> _THINGS TO DO_:
a – Reproduce the passage on the two janitors word for word, everything from "They both spent" down to "testing software pays.".
b – According to the passage on the two janitors, what hourly wage does Ms. Ramos earn as a janitor at Apple?
c – Using the passage on the two janitors, explain why Ms. Ramos has not taken a vacation in years.

> _EXCERPTED PASSAGE_:

◇ ◇ ◇ ◇ ◇ ◇ ◇

A Tale Of Two Janitors
Here’s a startling story for Labor Day. The New York Times reports on the fates of two janitors, and what it says about capitalism in our time. Marta Ramos is a janitor at Apple’s headquarters. Gail Evans held the same job in the 1980s at Eastman Kodak. Excerpt:
In the 35 years between their jobs as janitors, corporations across America have flocked to a new management theory: Focus on core competence and outsource the rest. The approach has made companies more nimble and more productive, and delivered huge profits for shareholders. It has also fueled inequality and helps explain why many working-class Americans are struggling even in an ostensibly healthy economy.
The $16.60 per hour Ms. Ramos earns as a janitor at Apple works out to about the same in inflation-adjusted terms as what Ms. Evans earned 35 years ago. But that’s where the similarities end.
Ms. Evans was a full-time employee of Kodak. She received more than four weeks of paid vacation per year, reimbursement of some tuition costs to go to college part time, and a bonus payment every March. When the facility she cleaned was shut down, the company found another job for her: cutting film.
Ms. Ramos is an employee of a contractor that Apple uses to keep its facilities clean. She hasn’t taken a vacation in years, because she can’t afford the lost wages. Going back to school is similarly out of reach. There are certainly no bonuses, nor even a remote possibility of being transferred to some other role at Apple.
Yet the biggest difference between their two experiences is in the opportunities they created. A manager learned that Ms. Evans was taking computer classes while she was working as a janitor and asked her to teach some other employees how to use spreadsheet software to track inventory. When she eventually finished her college degree in 1987, she was promoted to a professional-track job in information technology.
Less than a decade later, Ms. Evans was chief technology officer of the whole company, and she has had a long career since as a senior executive at other top companies. Ms. Ramos sees the only advancement possibility as becoming a team leader keeping tabs on a few other janitors, which pays an extra 50 cents an hour.
They both spent a lot of time cleaning floors. The difference is, for Ms. Ramos, that work is also a ceiling.
More:
Phil Harnden was coming out of the Navy in 1970 when he applied for a job at Kodak, and soon was operating a forklift in a warehouse. He made $3 an hour, equivalent to $20 an hour today adjusted for inflation. That is roughly what an entry-level contracting job testing software pays.

◇ ◇ ◇ ◇ ◇ ◇ ◇

[Location identification entries]
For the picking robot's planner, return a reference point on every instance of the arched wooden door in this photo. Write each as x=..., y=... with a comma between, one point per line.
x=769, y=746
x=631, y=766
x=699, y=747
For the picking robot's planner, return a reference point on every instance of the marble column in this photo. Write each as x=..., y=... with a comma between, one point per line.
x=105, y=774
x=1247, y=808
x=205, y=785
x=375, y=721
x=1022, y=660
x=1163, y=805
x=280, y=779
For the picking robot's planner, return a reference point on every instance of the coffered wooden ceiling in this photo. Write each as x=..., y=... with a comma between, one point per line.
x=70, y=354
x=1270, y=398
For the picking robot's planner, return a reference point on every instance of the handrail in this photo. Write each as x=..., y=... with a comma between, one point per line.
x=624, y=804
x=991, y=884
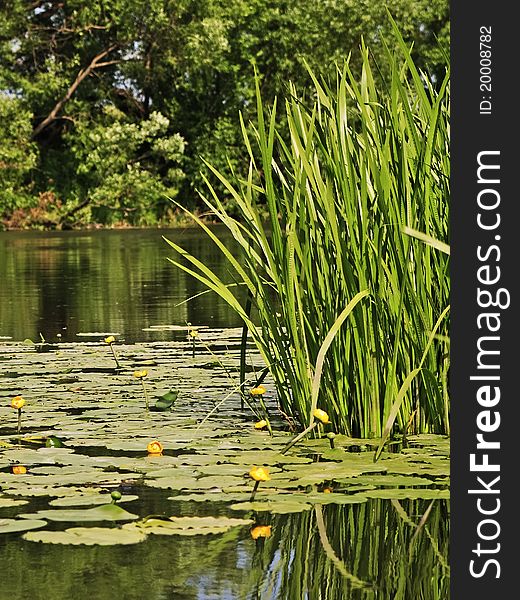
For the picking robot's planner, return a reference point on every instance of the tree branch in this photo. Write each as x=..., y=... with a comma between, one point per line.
x=95, y=63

◇ ◇ ◇ ◇ ◇ ◇ ◇

> _ANSWERS BY TASK_:
a –
They both spent a lot of time cleaning floors. The difference is, for Ms. Ramos, that work is also a ceiling.
More:
Phil Harnden was coming out of the Navy in 1970 when he applied for a job at Kodak, and soon was operating a forklift in a warehouse. He made $3 an hour, equivalent to $20 an hour today adjusted for inflation. That is roughly what an entry-level contracting job testing software pays.

b – She earns $16.60 per hour.

c – Ms. Ramos has not taken a vacation in years because she cannot afford the wages she would lose.